%%

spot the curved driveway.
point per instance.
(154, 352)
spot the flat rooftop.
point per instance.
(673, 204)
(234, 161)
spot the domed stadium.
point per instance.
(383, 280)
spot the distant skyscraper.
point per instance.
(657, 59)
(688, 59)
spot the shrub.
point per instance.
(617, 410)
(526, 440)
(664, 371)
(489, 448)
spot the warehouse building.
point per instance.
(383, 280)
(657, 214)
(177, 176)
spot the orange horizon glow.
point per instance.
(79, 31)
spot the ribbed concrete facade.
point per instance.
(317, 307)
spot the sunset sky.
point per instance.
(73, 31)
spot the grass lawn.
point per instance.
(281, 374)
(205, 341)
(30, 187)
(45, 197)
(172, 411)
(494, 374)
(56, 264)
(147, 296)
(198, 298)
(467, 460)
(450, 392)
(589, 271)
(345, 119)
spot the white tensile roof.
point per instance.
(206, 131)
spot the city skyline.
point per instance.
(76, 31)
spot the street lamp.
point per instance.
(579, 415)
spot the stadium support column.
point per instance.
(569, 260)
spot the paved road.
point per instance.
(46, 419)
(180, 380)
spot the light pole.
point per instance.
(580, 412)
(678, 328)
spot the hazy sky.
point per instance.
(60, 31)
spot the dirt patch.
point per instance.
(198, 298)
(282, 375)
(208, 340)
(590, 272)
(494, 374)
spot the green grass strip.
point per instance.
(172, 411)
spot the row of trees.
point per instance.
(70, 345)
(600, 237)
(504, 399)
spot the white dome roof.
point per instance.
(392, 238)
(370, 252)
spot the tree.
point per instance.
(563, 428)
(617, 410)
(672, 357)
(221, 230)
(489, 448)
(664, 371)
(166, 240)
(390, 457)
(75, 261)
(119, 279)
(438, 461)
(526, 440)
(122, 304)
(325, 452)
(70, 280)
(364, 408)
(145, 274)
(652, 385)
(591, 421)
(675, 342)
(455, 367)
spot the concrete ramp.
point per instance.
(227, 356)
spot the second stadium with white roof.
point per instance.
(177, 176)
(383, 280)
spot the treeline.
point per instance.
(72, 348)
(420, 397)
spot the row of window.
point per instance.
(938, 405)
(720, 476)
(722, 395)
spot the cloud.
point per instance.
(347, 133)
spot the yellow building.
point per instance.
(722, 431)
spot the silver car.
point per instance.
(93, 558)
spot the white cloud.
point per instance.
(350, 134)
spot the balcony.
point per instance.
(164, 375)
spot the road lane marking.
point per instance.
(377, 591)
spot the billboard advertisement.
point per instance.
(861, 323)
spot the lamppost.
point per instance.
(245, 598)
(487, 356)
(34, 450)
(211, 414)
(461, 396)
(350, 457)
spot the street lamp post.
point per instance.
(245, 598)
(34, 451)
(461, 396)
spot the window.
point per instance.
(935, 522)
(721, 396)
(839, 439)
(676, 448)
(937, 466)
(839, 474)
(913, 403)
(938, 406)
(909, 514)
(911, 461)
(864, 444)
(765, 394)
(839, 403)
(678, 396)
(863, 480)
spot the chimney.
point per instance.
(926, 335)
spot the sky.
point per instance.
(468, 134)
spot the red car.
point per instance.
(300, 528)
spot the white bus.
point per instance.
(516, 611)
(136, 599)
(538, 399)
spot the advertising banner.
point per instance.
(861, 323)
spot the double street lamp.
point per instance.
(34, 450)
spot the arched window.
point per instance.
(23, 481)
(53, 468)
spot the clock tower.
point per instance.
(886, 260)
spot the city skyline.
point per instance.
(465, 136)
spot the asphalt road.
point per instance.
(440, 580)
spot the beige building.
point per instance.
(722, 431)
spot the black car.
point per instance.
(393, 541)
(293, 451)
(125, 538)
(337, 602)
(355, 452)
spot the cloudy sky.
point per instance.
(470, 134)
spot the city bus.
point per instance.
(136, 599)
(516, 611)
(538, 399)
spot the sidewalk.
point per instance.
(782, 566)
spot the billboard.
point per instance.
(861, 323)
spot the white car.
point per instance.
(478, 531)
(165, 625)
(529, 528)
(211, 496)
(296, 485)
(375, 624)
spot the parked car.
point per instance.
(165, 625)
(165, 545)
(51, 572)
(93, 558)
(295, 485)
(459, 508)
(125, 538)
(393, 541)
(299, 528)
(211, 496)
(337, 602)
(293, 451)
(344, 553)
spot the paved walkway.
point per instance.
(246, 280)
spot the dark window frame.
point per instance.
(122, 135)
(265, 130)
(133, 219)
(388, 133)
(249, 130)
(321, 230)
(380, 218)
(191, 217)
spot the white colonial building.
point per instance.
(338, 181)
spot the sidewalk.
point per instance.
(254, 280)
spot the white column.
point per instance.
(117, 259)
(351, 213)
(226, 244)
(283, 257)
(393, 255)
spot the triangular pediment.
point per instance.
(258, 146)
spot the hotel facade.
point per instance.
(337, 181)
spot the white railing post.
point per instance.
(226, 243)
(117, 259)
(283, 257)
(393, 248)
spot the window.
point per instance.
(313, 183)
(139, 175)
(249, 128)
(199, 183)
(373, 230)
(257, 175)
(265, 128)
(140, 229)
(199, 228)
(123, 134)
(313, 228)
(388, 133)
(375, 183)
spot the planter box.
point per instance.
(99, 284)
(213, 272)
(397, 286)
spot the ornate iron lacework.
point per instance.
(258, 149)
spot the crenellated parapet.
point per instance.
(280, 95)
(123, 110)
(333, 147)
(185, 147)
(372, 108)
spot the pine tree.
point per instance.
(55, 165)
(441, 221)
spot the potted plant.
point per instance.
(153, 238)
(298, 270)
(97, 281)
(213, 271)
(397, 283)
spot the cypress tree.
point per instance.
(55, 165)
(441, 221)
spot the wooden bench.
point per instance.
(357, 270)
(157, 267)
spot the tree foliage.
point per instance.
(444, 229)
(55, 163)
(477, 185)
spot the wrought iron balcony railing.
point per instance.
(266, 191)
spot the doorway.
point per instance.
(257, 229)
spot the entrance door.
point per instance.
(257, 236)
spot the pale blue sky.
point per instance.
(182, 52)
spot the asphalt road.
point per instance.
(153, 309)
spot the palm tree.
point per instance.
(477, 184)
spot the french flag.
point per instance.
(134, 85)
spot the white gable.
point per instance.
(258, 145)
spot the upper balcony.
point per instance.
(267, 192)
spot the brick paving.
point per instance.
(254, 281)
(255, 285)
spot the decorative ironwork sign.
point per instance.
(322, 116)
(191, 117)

%%

**What to produce**.
Exact copies of all the lines above are required.

**Solution**.
spot the curved driveway.
point per instance.
(154, 352)
spot the flat rooftop.
point per instance.
(673, 204)
(234, 161)
spot the domed stadium.
point per instance.
(383, 280)
spot the distant skyscraper.
point per instance.
(657, 59)
(688, 59)
spot the shrub.
point per instance.
(617, 410)
(526, 440)
(664, 371)
(489, 448)
spot the warehouse building.
point per instance.
(383, 280)
(657, 214)
(177, 176)
spot the orange horizon glow.
point per instance.
(79, 31)
spot the ribbed concrete facade.
point per instance.
(317, 307)
spot the sunset sky.
point per instance.
(73, 31)
spot the grass lawn.
point per instance.
(281, 374)
(205, 341)
(30, 187)
(45, 197)
(172, 411)
(494, 374)
(56, 264)
(147, 296)
(198, 298)
(467, 460)
(450, 392)
(589, 271)
(345, 119)
spot the white tensile roof.
point per instance.
(206, 131)
spot the city skyline.
point per instance.
(76, 31)
spot the street lamp.
point per instance.
(579, 415)
spot the stadium support column.
point per instance.
(569, 260)
spot the paved road.
point per instance.
(46, 419)
(180, 380)
spot the light pole.
point per instance.
(580, 412)
(678, 328)
spot the hazy sky.
point per instance.
(60, 31)
spot the dirt patch.
point per instance.
(198, 298)
(282, 375)
(208, 340)
(590, 272)
(494, 374)
spot the green grass strip.
point per instance.
(172, 411)
spot the row of trees.
point per instance.
(70, 345)
(600, 237)
(504, 399)
spot the white dome roof.
point per instance.
(392, 238)
(370, 252)
spot the tree.
point per instance.
(563, 428)
(617, 410)
(672, 357)
(221, 230)
(489, 448)
(664, 371)
(166, 240)
(390, 457)
(75, 261)
(119, 279)
(438, 461)
(526, 440)
(122, 304)
(325, 452)
(70, 280)
(364, 408)
(145, 274)
(652, 385)
(591, 421)
(675, 342)
(455, 367)
spot the concrete ramp.
point per instance.
(227, 356)
spot the second stadium with white roof.
point per instance.
(177, 176)
(383, 280)
spot the treeline.
point per instance.
(72, 348)
(420, 397)
spot the row of window.
point per instance.
(938, 405)
(720, 476)
(722, 395)
spot the cloud.
point per instance.
(347, 133)
spot the yellow building.
point per instance.
(722, 431)
spot the silver car.
point per instance.
(93, 558)
spot the white cloud.
point per instance.
(350, 134)
spot the balcony.
point per instance.
(164, 375)
spot the road lane marking.
point per instance.
(377, 591)
spot the billboard advertisement.
point per instance.
(861, 323)
spot the lamppost.
point per instance.
(245, 598)
(487, 356)
(34, 450)
(211, 414)
(461, 396)
(350, 457)
spot the street lamp post.
point per instance.
(245, 598)
(34, 451)
(461, 396)
spot the window.
point per instance.
(935, 522)
(721, 396)
(839, 439)
(676, 448)
(937, 466)
(839, 474)
(913, 403)
(938, 406)
(909, 514)
(911, 461)
(864, 444)
(765, 394)
(839, 403)
(678, 396)
(863, 480)
spot the chimney.
point per instance.
(926, 335)
spot the sky.
point per instance.
(468, 134)
spot the red car.
point per instance.
(300, 528)
spot the white bus.
point per instance.
(516, 611)
(136, 599)
(538, 399)
spot the advertising banner.
point per instance.
(861, 323)
spot the double street lamp.
point per instance.
(34, 450)
spot the arched window.
point per instance.
(23, 481)
(53, 468)
spot the clock tower.
point per instance.
(886, 260)
spot the city skyline.
point per instance.
(465, 136)
spot the asphalt road.
point per instance.
(440, 580)
spot the beige building.
point per instance.
(722, 431)
spot the black car.
point per instance.
(393, 541)
(293, 451)
(125, 538)
(337, 602)
(355, 452)
spot the cloudy sky.
point per instance.
(470, 134)
spot the city bus.
point per instance.
(136, 599)
(516, 611)
(538, 399)
spot the sidewalk.
point per instance.
(782, 566)
spot the billboard.
point per instance.
(861, 323)
spot the white car.
point per instance.
(478, 531)
(165, 625)
(529, 528)
(211, 496)
(296, 485)
(375, 624)
spot the parked car.
point per instance.
(165, 625)
(165, 545)
(51, 572)
(93, 558)
(295, 485)
(459, 508)
(125, 538)
(393, 541)
(299, 528)
(211, 496)
(337, 602)
(293, 451)
(344, 553)
spot the paved walkway.
point per instance.
(246, 280)
spot the dark window frame.
point per instance.
(122, 135)
(265, 130)
(133, 219)
(388, 133)
(249, 130)
(321, 230)
(380, 218)
(191, 217)
spot the white colonial building.
point per instance.
(338, 181)
spot the sidewalk.
point per instance.
(254, 280)
spot the white column.
point per instance.
(117, 259)
(351, 213)
(226, 244)
(283, 257)
(393, 255)
spot the triangular pediment.
point per instance.
(258, 146)
spot the hotel facade.
point per instance.
(337, 181)
spot the white railing post.
point per instance.
(226, 243)
(117, 259)
(283, 257)
(393, 248)
spot the window.
point per instance.
(313, 183)
(139, 175)
(249, 128)
(199, 183)
(373, 230)
(257, 175)
(265, 128)
(140, 229)
(199, 228)
(123, 134)
(313, 228)
(388, 133)
(375, 183)
spot the planter box.
point per instance.
(99, 284)
(213, 272)
(397, 286)
spot the ornate iron lacework.
point per instance.
(258, 149)
spot the crenellated parapet.
point per instance.
(280, 95)
(123, 110)
(333, 147)
(185, 147)
(372, 108)
spot the pine tree.
point per instance.
(55, 165)
(441, 221)
spot the potted plant.
point per instance.
(153, 238)
(298, 270)
(97, 281)
(213, 271)
(397, 283)
spot the cypress tree.
point per instance.
(55, 165)
(441, 221)
spot the wooden bench.
point per instance.
(357, 270)
(157, 267)
spot the tree foliage.
point per instance.
(444, 229)
(55, 163)
(477, 185)
spot the wrought iron balcony railing.
point per instance.
(266, 191)
spot the doorway.
point per instance.
(257, 229)
spot the entrance door.
point per instance.
(257, 236)
spot the pale blue sky.
point per instance.
(182, 52)
spot the asphalt road.
point per instance.
(153, 309)
spot the palm tree.
point per instance.
(477, 184)
spot the french flag.
point per instance.
(134, 85)
spot the white gable.
point per instance.
(258, 145)
spot the upper balcony.
point per instance.
(267, 192)
spot the brick paving.
point per instance.
(254, 281)
(255, 285)
spot the decorative ironwork sign.
point per instance.
(322, 116)
(191, 117)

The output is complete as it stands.